Your task is to write out exactly the lines from the line containing "GET /detect?q=woman in pink top" through the end of the records, inclusive at both ends.
* begin *
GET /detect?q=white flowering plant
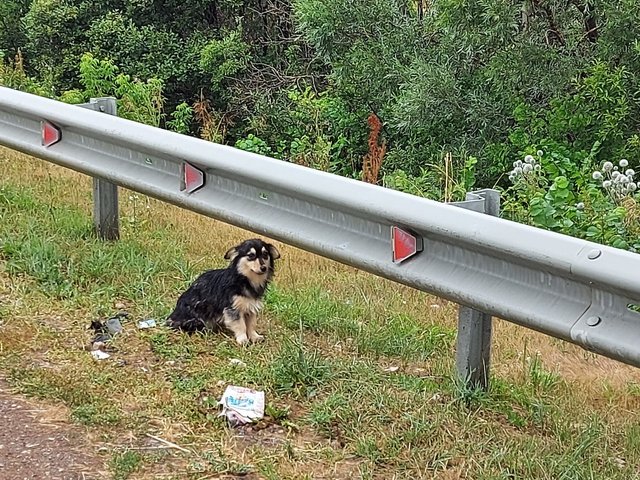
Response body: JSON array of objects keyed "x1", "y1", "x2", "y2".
[{"x1": 504, "y1": 144, "x2": 640, "y2": 252}]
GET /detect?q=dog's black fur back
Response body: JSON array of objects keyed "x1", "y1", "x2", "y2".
[{"x1": 167, "y1": 239, "x2": 280, "y2": 339}]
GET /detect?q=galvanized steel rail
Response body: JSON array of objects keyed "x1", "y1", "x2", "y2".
[{"x1": 0, "y1": 87, "x2": 640, "y2": 376}]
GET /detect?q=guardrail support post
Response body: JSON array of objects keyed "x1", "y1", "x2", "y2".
[
  {"x1": 456, "y1": 189, "x2": 500, "y2": 390},
  {"x1": 90, "y1": 97, "x2": 120, "y2": 240}
]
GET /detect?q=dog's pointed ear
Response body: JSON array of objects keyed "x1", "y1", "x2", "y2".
[
  {"x1": 267, "y1": 243, "x2": 280, "y2": 260},
  {"x1": 224, "y1": 247, "x2": 238, "y2": 261}
]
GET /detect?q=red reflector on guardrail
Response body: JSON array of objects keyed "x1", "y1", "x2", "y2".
[
  {"x1": 180, "y1": 162, "x2": 204, "y2": 193},
  {"x1": 41, "y1": 121, "x2": 62, "y2": 147},
  {"x1": 391, "y1": 226, "x2": 422, "y2": 263}
]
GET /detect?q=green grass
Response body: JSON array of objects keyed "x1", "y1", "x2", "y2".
[
  {"x1": 109, "y1": 451, "x2": 143, "y2": 480},
  {"x1": 0, "y1": 167, "x2": 640, "y2": 480}
]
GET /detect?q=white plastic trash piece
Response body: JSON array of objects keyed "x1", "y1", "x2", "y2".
[
  {"x1": 138, "y1": 318, "x2": 156, "y2": 329},
  {"x1": 91, "y1": 350, "x2": 111, "y2": 360},
  {"x1": 219, "y1": 385, "x2": 264, "y2": 426}
]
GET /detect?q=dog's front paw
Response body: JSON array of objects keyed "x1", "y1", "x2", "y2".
[{"x1": 249, "y1": 332, "x2": 264, "y2": 343}]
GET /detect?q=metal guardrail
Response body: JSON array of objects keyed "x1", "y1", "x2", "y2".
[{"x1": 0, "y1": 87, "x2": 640, "y2": 380}]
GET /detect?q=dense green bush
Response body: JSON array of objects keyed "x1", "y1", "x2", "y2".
[{"x1": 0, "y1": 0, "x2": 640, "y2": 249}]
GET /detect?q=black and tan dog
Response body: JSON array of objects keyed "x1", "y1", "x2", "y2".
[{"x1": 167, "y1": 239, "x2": 280, "y2": 345}]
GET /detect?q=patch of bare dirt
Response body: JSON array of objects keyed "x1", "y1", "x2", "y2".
[{"x1": 0, "y1": 380, "x2": 108, "y2": 480}]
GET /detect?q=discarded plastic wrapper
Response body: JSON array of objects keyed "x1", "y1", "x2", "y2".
[
  {"x1": 219, "y1": 385, "x2": 264, "y2": 426},
  {"x1": 138, "y1": 318, "x2": 156, "y2": 329},
  {"x1": 91, "y1": 350, "x2": 111, "y2": 360}
]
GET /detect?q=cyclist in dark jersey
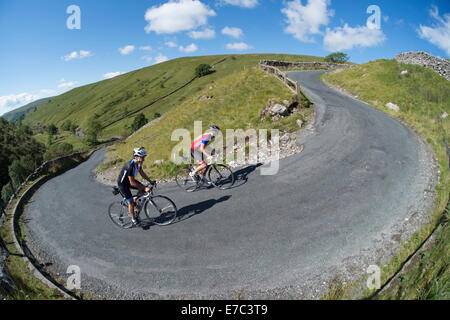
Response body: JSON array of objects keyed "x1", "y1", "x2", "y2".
[{"x1": 117, "y1": 148, "x2": 155, "y2": 225}]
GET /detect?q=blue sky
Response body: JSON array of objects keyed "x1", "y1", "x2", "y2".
[{"x1": 0, "y1": 0, "x2": 450, "y2": 115}]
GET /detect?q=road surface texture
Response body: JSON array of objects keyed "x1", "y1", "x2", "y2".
[{"x1": 25, "y1": 71, "x2": 438, "y2": 299}]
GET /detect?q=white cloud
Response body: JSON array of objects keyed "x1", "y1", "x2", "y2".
[
  {"x1": 224, "y1": 0, "x2": 259, "y2": 8},
  {"x1": 119, "y1": 45, "x2": 135, "y2": 55},
  {"x1": 0, "y1": 93, "x2": 39, "y2": 115},
  {"x1": 145, "y1": 0, "x2": 216, "y2": 34},
  {"x1": 417, "y1": 6, "x2": 450, "y2": 56},
  {"x1": 281, "y1": 0, "x2": 334, "y2": 42},
  {"x1": 226, "y1": 42, "x2": 252, "y2": 51},
  {"x1": 154, "y1": 53, "x2": 169, "y2": 64},
  {"x1": 166, "y1": 41, "x2": 178, "y2": 48},
  {"x1": 58, "y1": 79, "x2": 78, "y2": 89},
  {"x1": 62, "y1": 50, "x2": 92, "y2": 62},
  {"x1": 323, "y1": 24, "x2": 386, "y2": 51},
  {"x1": 222, "y1": 27, "x2": 244, "y2": 39},
  {"x1": 103, "y1": 71, "x2": 122, "y2": 79},
  {"x1": 178, "y1": 43, "x2": 198, "y2": 53},
  {"x1": 39, "y1": 89, "x2": 56, "y2": 96},
  {"x1": 139, "y1": 46, "x2": 153, "y2": 51},
  {"x1": 189, "y1": 29, "x2": 216, "y2": 39}
]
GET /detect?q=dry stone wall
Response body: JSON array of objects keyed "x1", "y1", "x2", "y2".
[
  {"x1": 395, "y1": 51, "x2": 450, "y2": 80},
  {"x1": 260, "y1": 60, "x2": 354, "y2": 69}
]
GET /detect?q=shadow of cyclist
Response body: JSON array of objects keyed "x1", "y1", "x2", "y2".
[
  {"x1": 229, "y1": 163, "x2": 263, "y2": 189},
  {"x1": 173, "y1": 196, "x2": 231, "y2": 223}
]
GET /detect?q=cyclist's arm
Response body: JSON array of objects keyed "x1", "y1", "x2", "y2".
[
  {"x1": 128, "y1": 176, "x2": 145, "y2": 191},
  {"x1": 200, "y1": 141, "x2": 212, "y2": 158},
  {"x1": 139, "y1": 168, "x2": 156, "y2": 184}
]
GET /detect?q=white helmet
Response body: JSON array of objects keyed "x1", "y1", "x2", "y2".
[{"x1": 133, "y1": 147, "x2": 147, "y2": 157}]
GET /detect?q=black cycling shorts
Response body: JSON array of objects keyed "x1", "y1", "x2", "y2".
[{"x1": 191, "y1": 149, "x2": 206, "y2": 162}]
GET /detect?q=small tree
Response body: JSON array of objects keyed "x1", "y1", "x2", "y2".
[
  {"x1": 8, "y1": 160, "x2": 27, "y2": 189},
  {"x1": 44, "y1": 142, "x2": 73, "y2": 160},
  {"x1": 2, "y1": 182, "x2": 14, "y2": 204},
  {"x1": 61, "y1": 120, "x2": 72, "y2": 131},
  {"x1": 195, "y1": 63, "x2": 213, "y2": 78},
  {"x1": 325, "y1": 52, "x2": 350, "y2": 63},
  {"x1": 131, "y1": 113, "x2": 148, "y2": 132}
]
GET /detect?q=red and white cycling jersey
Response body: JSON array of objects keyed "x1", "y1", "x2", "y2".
[{"x1": 191, "y1": 133, "x2": 214, "y2": 150}]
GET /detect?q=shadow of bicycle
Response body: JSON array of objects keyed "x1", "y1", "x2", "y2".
[{"x1": 227, "y1": 163, "x2": 263, "y2": 190}]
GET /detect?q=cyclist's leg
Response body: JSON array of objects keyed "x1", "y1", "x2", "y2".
[{"x1": 118, "y1": 183, "x2": 135, "y2": 220}]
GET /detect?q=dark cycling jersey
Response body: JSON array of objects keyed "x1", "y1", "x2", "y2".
[
  {"x1": 117, "y1": 159, "x2": 141, "y2": 202},
  {"x1": 117, "y1": 159, "x2": 141, "y2": 185}
]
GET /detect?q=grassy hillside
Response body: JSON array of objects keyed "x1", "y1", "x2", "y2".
[
  {"x1": 103, "y1": 67, "x2": 311, "y2": 178},
  {"x1": 322, "y1": 60, "x2": 450, "y2": 299},
  {"x1": 2, "y1": 97, "x2": 52, "y2": 122},
  {"x1": 26, "y1": 54, "x2": 323, "y2": 135}
]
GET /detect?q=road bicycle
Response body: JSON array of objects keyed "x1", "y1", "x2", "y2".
[
  {"x1": 108, "y1": 184, "x2": 178, "y2": 229},
  {"x1": 175, "y1": 157, "x2": 234, "y2": 192}
]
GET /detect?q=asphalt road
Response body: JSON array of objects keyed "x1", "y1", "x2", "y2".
[{"x1": 25, "y1": 71, "x2": 436, "y2": 299}]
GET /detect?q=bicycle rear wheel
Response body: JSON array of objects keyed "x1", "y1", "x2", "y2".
[
  {"x1": 108, "y1": 201, "x2": 133, "y2": 229},
  {"x1": 175, "y1": 169, "x2": 198, "y2": 192},
  {"x1": 144, "y1": 196, "x2": 178, "y2": 226},
  {"x1": 208, "y1": 164, "x2": 234, "y2": 190}
]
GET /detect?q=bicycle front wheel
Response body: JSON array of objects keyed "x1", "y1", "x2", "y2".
[
  {"x1": 144, "y1": 196, "x2": 178, "y2": 226},
  {"x1": 208, "y1": 164, "x2": 234, "y2": 190},
  {"x1": 175, "y1": 169, "x2": 198, "y2": 192},
  {"x1": 108, "y1": 201, "x2": 133, "y2": 229}
]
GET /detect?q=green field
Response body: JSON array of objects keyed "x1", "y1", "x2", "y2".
[{"x1": 25, "y1": 54, "x2": 323, "y2": 136}]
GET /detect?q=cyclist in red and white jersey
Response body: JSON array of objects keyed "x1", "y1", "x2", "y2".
[{"x1": 189, "y1": 125, "x2": 220, "y2": 180}]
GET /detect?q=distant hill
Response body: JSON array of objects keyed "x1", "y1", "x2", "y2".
[{"x1": 2, "y1": 97, "x2": 53, "y2": 122}]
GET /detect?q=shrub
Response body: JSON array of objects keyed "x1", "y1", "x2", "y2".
[
  {"x1": 85, "y1": 117, "x2": 102, "y2": 146},
  {"x1": 131, "y1": 113, "x2": 148, "y2": 132},
  {"x1": 47, "y1": 123, "x2": 58, "y2": 135},
  {"x1": 325, "y1": 52, "x2": 350, "y2": 63},
  {"x1": 44, "y1": 142, "x2": 73, "y2": 160}
]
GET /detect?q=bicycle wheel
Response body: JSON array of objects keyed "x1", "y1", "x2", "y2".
[
  {"x1": 108, "y1": 201, "x2": 133, "y2": 229},
  {"x1": 144, "y1": 196, "x2": 178, "y2": 226},
  {"x1": 208, "y1": 164, "x2": 234, "y2": 190},
  {"x1": 175, "y1": 169, "x2": 198, "y2": 192}
]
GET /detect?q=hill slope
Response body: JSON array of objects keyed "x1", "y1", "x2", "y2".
[
  {"x1": 2, "y1": 97, "x2": 53, "y2": 122},
  {"x1": 26, "y1": 54, "x2": 323, "y2": 135}
]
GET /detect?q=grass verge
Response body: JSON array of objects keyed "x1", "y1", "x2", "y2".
[{"x1": 321, "y1": 60, "x2": 450, "y2": 299}]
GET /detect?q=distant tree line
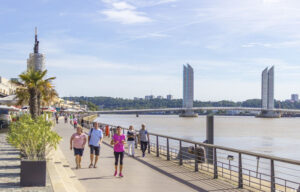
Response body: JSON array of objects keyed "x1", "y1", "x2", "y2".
[{"x1": 63, "y1": 96, "x2": 300, "y2": 110}]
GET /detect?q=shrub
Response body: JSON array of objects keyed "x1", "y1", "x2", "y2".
[{"x1": 7, "y1": 114, "x2": 61, "y2": 160}]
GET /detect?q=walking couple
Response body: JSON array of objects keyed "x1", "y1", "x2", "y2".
[
  {"x1": 127, "y1": 124, "x2": 149, "y2": 157},
  {"x1": 70, "y1": 122, "x2": 103, "y2": 169}
]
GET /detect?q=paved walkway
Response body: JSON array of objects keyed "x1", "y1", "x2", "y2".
[
  {"x1": 0, "y1": 133, "x2": 52, "y2": 192},
  {"x1": 55, "y1": 121, "x2": 246, "y2": 192}
]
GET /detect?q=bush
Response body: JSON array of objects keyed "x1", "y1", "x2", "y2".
[{"x1": 7, "y1": 114, "x2": 61, "y2": 160}]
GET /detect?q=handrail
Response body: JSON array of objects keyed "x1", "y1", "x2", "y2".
[
  {"x1": 87, "y1": 107, "x2": 300, "y2": 114},
  {"x1": 95, "y1": 123, "x2": 300, "y2": 165}
]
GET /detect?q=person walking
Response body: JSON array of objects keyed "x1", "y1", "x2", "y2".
[
  {"x1": 88, "y1": 122, "x2": 103, "y2": 168},
  {"x1": 139, "y1": 124, "x2": 150, "y2": 157},
  {"x1": 105, "y1": 125, "x2": 109, "y2": 137},
  {"x1": 70, "y1": 127, "x2": 86, "y2": 169},
  {"x1": 110, "y1": 126, "x2": 126, "y2": 177},
  {"x1": 73, "y1": 117, "x2": 78, "y2": 129},
  {"x1": 69, "y1": 114, "x2": 73, "y2": 125},
  {"x1": 55, "y1": 113, "x2": 58, "y2": 124},
  {"x1": 127, "y1": 125, "x2": 136, "y2": 157},
  {"x1": 65, "y1": 114, "x2": 68, "y2": 123}
]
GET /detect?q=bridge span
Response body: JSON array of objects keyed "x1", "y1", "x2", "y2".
[{"x1": 89, "y1": 107, "x2": 300, "y2": 114}]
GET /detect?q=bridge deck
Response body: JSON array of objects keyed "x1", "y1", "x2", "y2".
[{"x1": 55, "y1": 121, "x2": 247, "y2": 192}]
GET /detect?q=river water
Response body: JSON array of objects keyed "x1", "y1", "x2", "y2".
[{"x1": 97, "y1": 115, "x2": 300, "y2": 160}]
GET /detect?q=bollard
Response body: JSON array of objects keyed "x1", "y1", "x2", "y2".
[
  {"x1": 213, "y1": 148, "x2": 218, "y2": 179},
  {"x1": 194, "y1": 144, "x2": 199, "y2": 172},
  {"x1": 156, "y1": 135, "x2": 159, "y2": 157},
  {"x1": 148, "y1": 138, "x2": 151, "y2": 153},
  {"x1": 179, "y1": 140, "x2": 182, "y2": 165},
  {"x1": 239, "y1": 153, "x2": 243, "y2": 188},
  {"x1": 167, "y1": 138, "x2": 170, "y2": 161},
  {"x1": 206, "y1": 115, "x2": 214, "y2": 164},
  {"x1": 271, "y1": 159, "x2": 276, "y2": 192}
]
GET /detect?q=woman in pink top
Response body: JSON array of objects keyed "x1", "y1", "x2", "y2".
[
  {"x1": 111, "y1": 126, "x2": 126, "y2": 177},
  {"x1": 70, "y1": 126, "x2": 86, "y2": 169}
]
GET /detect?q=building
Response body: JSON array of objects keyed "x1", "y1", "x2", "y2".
[
  {"x1": 180, "y1": 64, "x2": 197, "y2": 117},
  {"x1": 259, "y1": 66, "x2": 279, "y2": 118},
  {"x1": 145, "y1": 95, "x2": 154, "y2": 100},
  {"x1": 261, "y1": 66, "x2": 274, "y2": 109},
  {"x1": 0, "y1": 77, "x2": 18, "y2": 97},
  {"x1": 27, "y1": 28, "x2": 45, "y2": 71},
  {"x1": 167, "y1": 95, "x2": 173, "y2": 100},
  {"x1": 291, "y1": 94, "x2": 299, "y2": 102}
]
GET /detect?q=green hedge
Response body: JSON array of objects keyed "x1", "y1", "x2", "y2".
[{"x1": 7, "y1": 114, "x2": 61, "y2": 160}]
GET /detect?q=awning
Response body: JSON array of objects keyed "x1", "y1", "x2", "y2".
* end *
## SOLVED PROBLEM
GET /detect?q=woman in pink top
Response body: JSON array of objects keyed "x1", "y1", "x2", "y2".
[
  {"x1": 111, "y1": 126, "x2": 126, "y2": 177},
  {"x1": 70, "y1": 126, "x2": 86, "y2": 169}
]
GET /detect?q=building
Response body: JSON array of objects keyed "x1", "y1", "x2", "y2".
[
  {"x1": 180, "y1": 64, "x2": 197, "y2": 117},
  {"x1": 259, "y1": 66, "x2": 279, "y2": 118},
  {"x1": 145, "y1": 95, "x2": 154, "y2": 100},
  {"x1": 261, "y1": 66, "x2": 274, "y2": 109},
  {"x1": 0, "y1": 77, "x2": 18, "y2": 97},
  {"x1": 27, "y1": 28, "x2": 45, "y2": 71},
  {"x1": 167, "y1": 95, "x2": 173, "y2": 100},
  {"x1": 291, "y1": 94, "x2": 299, "y2": 102}
]
GET /detect?q=green hedge
Response body: JSON array of objects keyed "x1", "y1", "x2", "y2".
[{"x1": 7, "y1": 114, "x2": 61, "y2": 160}]
GET /detect?q=awning
Response body: JSON array of objects keyed "x1", "y1", "x2", "y2".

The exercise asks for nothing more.